═══ Source excerpt ═══

Thursday she left Alabama for Milton, Florida where DAS has a transport terminal.

Friday she sat in Milton, waiting, as many of us do, for ones name to be called.

Then on Friday night things got exciting - She was officially "in transport" which means she was loaded to a trailer with cars and her trip was underway.

So far today, Aunt Rose passed through Alabama one last time on her way to Biloxi, Mississippi. She then went Algiers, Louisiana, then onto Lafayette, Louisiana and at last check in was someplace called LaPlace Louisiana.

So if you look at the maps is now further away from me then when I bought her?

So we're wondering where fate will take her next. I'm thinking Texas; the husband thinks that the transport truck will, at some point sooner, rather than later, head North. I am dubious.

Toys that Made Us Gay - Fast Forward to 1:47 mark

Thursday, November 5, 2009

Studebaker Update: Good news, at least



Well Miss Rose Studebaker is in transport from Alabama, and I was finally able to connect with my insurance agent when I got the good news on insuring Miss Rose. 

Full coverage, exactly as I am covered on my Maxima, but with a classic car designation - meaning that I will drive her in parades, to car meets, to and from maintenance appointments with the occassion drive about to keep her in fit form - cars are meant to be driven and if left just parked all sorts of things (flat spots on tires, thickening oil, etc) go wrong - will only cost me a total of....$55 a half. 

Thats right. 

This car will only cost me a $110 a year to cover everything including comprehensive, liability, etc and so on through a major mutuial insurance company.  I just can't use her for a daily driver.

Now if the damned thing would just get here!

Tuesday, November 3, 2009

Damsels of Design


Photo courtesy of the GM Photo Store at http://www.gmphotostore.com/  Now go buy a copy.
The women in this image were a team of 1950s talented GM automotive designers known collectively as the Damsels of Design. Back row - left to right are Sue Vanderbilt, Ruth Glennie, Harley Earl, Jeanette Linder, and Peggy Sauer. Front row - left to right are Marjory Ford Pohlman, and Sandra Longyear.

Yesterday I mentioned Peggy Sauer who was hired as a designer for Oldsmobile in the mid 1950s.  Peggy was part of a broader group, referred to as the Damsels of Design.  Harley Earl - GM's legendary Vice President of Design came up the idea and earl hired six women designers to add their input into the auto design world just as American's were accepting the idea that a two car family was going to be the norm, not the exception.

The women were given various tasks, and showed their talents, coming up with interior ideas, color combinations and suggestions for improved interior designs.

═══ Dataset records ═══

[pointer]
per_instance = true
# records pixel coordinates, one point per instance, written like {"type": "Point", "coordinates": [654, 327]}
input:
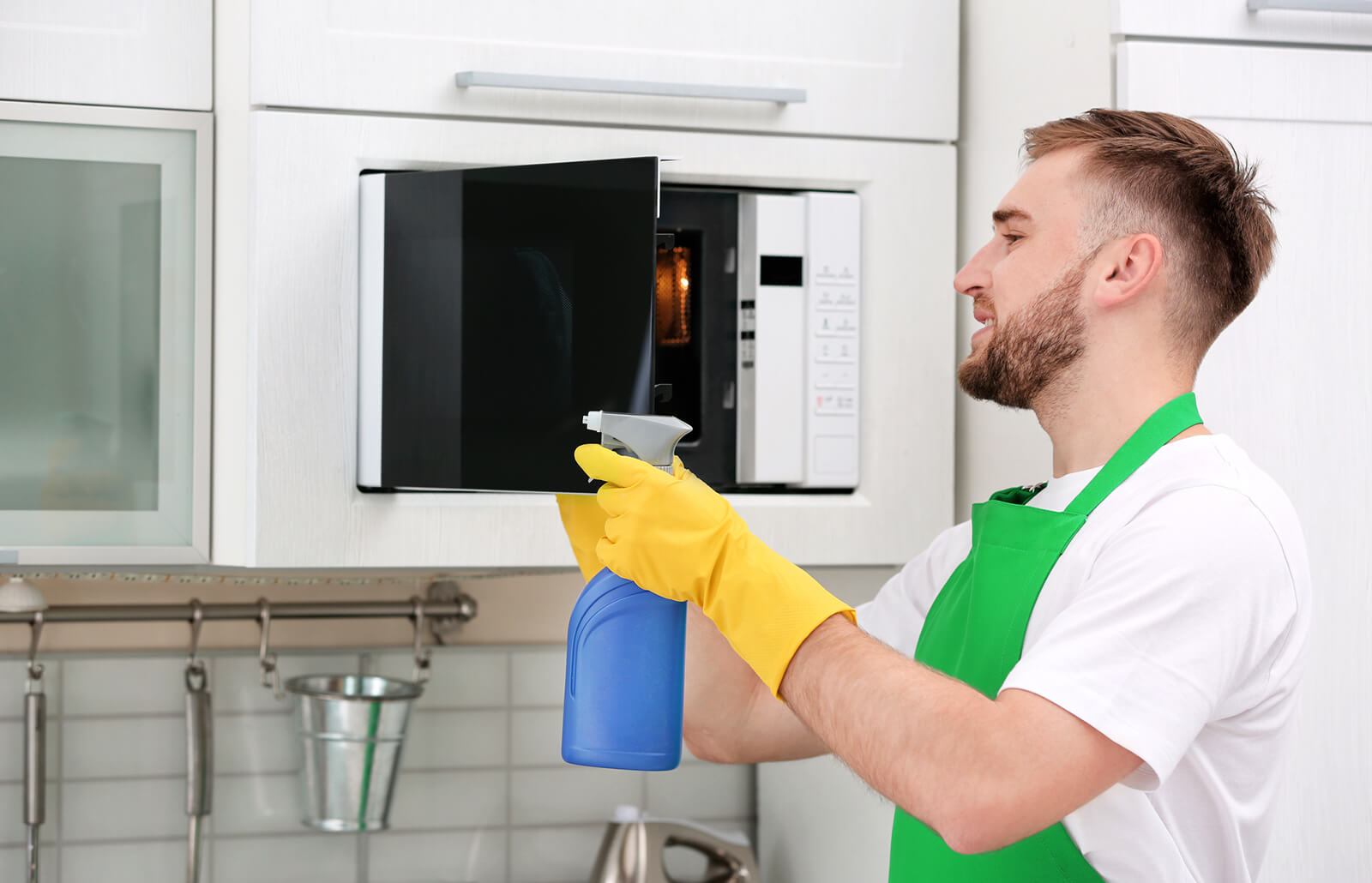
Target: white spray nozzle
{"type": "Point", "coordinates": [644, 436]}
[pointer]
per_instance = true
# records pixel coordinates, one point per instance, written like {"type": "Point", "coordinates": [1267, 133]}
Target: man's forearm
{"type": "Point", "coordinates": [729, 715]}
{"type": "Point", "coordinates": [981, 772]}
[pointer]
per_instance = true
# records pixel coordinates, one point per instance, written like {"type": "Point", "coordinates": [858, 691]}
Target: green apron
{"type": "Point", "coordinates": [976, 633]}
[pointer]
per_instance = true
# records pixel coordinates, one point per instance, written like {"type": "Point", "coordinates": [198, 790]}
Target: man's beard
{"type": "Point", "coordinates": [1031, 350]}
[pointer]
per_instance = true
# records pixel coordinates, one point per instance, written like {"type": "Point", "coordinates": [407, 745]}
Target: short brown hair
{"type": "Point", "coordinates": [1172, 177]}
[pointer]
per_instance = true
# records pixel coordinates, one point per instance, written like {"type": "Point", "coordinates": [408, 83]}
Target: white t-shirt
{"type": "Point", "coordinates": [1175, 624]}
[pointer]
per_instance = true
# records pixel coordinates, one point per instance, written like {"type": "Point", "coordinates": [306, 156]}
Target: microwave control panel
{"type": "Point", "coordinates": [799, 339]}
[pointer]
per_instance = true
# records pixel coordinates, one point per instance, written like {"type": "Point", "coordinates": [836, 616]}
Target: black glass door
{"type": "Point", "coordinates": [516, 299]}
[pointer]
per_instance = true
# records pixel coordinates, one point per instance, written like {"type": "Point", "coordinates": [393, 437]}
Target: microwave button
{"type": "Point", "coordinates": [834, 404]}
{"type": "Point", "coordinates": [836, 377]}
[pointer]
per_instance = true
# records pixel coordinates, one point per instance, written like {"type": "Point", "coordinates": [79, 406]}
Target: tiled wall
{"type": "Point", "coordinates": [484, 793]}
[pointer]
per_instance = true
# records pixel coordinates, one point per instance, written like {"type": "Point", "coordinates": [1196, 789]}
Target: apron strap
{"type": "Point", "coordinates": [1165, 424]}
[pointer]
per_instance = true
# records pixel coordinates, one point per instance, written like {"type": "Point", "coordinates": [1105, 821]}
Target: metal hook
{"type": "Point", "coordinates": [422, 654]}
{"type": "Point", "coordinates": [34, 668]}
{"type": "Point", "coordinates": [196, 668]}
{"type": "Point", "coordinates": [271, 676]}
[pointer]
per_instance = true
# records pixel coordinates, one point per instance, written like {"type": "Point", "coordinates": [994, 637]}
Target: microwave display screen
{"type": "Point", "coordinates": [514, 301]}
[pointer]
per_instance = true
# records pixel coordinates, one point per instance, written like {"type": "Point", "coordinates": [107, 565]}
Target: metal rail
{"type": "Point", "coordinates": [461, 609]}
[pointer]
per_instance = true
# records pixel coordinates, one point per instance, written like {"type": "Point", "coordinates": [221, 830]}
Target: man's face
{"type": "Point", "coordinates": [1026, 287]}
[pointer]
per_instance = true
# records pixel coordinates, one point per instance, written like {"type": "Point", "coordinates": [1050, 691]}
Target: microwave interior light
{"type": "Point", "coordinates": [674, 297]}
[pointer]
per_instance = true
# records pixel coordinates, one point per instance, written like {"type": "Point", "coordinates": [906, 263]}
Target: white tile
{"type": "Point", "coordinates": [256, 743]}
{"type": "Point", "coordinates": [114, 748]}
{"type": "Point", "coordinates": [312, 857]}
{"type": "Point", "coordinates": [13, 677]}
{"type": "Point", "coordinates": [125, 862]}
{"type": "Point", "coordinates": [537, 736]}
{"type": "Point", "coordinates": [539, 676]}
{"type": "Point", "coordinates": [571, 794]}
{"type": "Point", "coordinates": [452, 856]}
{"type": "Point", "coordinates": [235, 681]}
{"type": "Point", "coordinates": [449, 800]}
{"type": "Point", "coordinates": [11, 748]}
{"type": "Point", "coordinates": [555, 855]}
{"type": "Point", "coordinates": [123, 686]}
{"type": "Point", "coordinates": [701, 791]}
{"type": "Point", "coordinates": [256, 804]}
{"type": "Point", "coordinates": [459, 676]}
{"type": "Point", "coordinates": [129, 808]}
{"type": "Point", "coordinates": [11, 814]}
{"type": "Point", "coordinates": [453, 739]}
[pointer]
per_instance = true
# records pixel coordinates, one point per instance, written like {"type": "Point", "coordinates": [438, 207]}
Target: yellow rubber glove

═══

▶ Problems to work on
1. Transcribe a passage from the blog text about the Studebaker and GM's women designers. Begin at the words "Thursday, November 5, 2009" and stop after "of....$55 a half.".
2. Write the next part of the blog text about the Studebaker and GM's women designers, picking up after its final sentence.

▶ Per-task answers
1.
Thursday, November 5, 2009

Studebaker Update: Good news, at least



Well Miss Rose Studebaker is in transport from Alabama, and I was finally able to connect with my insurance agent when I got the good news on insuring Miss Rose. 

Full coverage, exactly as I am covered on my Maxima, but with a classic car designation - meaning that I will drive her in parades, to car meets, to and from maintenance appointments with the occassion drive about to keep her in fit form - cars are meant to be driven and if left just parked all sorts of things (flat spots on tires, thickening oil, etc) go wrong - will only cost me a total of....$55 a half.

2.
Unfortuntaly for Earl and the ladies, Earl's heir apparent Bill Mitchell didn't care for women in the mans world of auto design.  After Earl retired Mitchell and the "Damsels" parted company.  While Mitchell came up with some beautiful cars while Overlord of the design area, he did lay a couple two ton eggs that went a long way to damage GM's leadership, including the 1971 Buick Riveria, the 1974-76 Cadillacs and his swan song ode to pimps everywhere, the 1980 Cadillac Seville.

Monday, November 2, 2009

By appointment to her Majesty, the American Woman...

The 1955 and 1956 Dodge La Femme









Being that I am now the owner of a "Rose Mist" vintage car myself, I decided to go looking for other bits of automania from the 1950s and the 1960s that put the driver in the "pink" as it were.

I have known about the Dodge La Femme for years and seen one - just one - one time on the streets of Columbus about 25 years ago.  When I told my friend Jody it sent her into all consuming spasms of desire. 

And whats not to love?

The car was developed as a way of marketing to women at the time that most Americans - just not the well to do - were considering a second family car.  The thinking was, that cars were inherently male things, even though the men that drove them referred to them as "she" and "her", as in "she's a beaut!"

Oldsmobile (and did you know you rearrange that into spelling Slob Model if you lose the "i") actually went so far as to hire a woman named Peggy Sauer to their design team in the mid 1950s and marketed her as the female member of the design staff, which implied that poor Peggy was a token, and that she was given token work.  Poor Peggy.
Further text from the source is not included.